**WHAT IS REQUIRED**
Which lines in the entries below contain the string "jagged"? Copy out each one, treating uppercase and lowercase as different.

**INFORMATION PROVIDED**
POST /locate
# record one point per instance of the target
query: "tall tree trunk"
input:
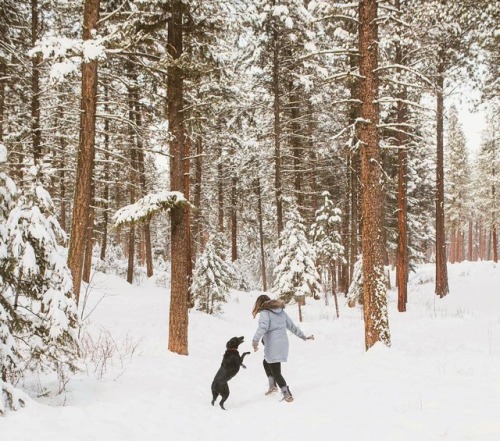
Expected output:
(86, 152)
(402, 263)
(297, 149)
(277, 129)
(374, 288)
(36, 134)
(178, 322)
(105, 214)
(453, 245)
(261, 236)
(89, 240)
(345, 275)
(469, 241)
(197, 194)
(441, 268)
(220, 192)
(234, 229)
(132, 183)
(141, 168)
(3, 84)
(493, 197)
---
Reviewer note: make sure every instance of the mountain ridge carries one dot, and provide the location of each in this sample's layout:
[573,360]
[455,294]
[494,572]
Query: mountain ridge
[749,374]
...
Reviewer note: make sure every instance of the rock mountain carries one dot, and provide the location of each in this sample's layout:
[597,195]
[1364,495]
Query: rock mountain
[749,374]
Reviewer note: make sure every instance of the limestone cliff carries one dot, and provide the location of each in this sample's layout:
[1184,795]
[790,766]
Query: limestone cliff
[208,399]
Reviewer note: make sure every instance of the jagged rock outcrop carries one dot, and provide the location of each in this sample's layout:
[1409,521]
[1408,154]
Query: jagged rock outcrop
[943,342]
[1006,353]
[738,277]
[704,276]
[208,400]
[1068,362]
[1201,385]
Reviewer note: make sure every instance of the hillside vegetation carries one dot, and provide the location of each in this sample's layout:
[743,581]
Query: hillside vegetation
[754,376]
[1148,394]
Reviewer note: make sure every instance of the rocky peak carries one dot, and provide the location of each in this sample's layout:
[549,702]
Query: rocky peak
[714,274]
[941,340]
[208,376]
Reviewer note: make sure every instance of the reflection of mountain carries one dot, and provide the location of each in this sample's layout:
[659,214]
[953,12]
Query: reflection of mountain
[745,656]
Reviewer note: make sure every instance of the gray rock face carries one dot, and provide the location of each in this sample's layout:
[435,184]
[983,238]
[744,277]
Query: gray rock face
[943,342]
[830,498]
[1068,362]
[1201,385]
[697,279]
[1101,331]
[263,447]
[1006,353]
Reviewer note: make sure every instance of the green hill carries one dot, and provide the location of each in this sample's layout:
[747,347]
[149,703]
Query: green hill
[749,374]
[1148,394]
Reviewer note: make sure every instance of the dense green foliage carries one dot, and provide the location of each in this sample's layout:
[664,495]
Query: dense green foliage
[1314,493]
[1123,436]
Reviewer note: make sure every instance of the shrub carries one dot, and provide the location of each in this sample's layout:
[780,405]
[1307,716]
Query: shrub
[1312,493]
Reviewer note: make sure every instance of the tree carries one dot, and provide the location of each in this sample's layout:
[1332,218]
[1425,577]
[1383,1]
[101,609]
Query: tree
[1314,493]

**RESPONSE TO THE EXERCISE**
Reviewer note: make sure every instance of the jagged rock outcrop carries one dot, and provide the location of each in this sample's layout:
Query: jagged rock outcrop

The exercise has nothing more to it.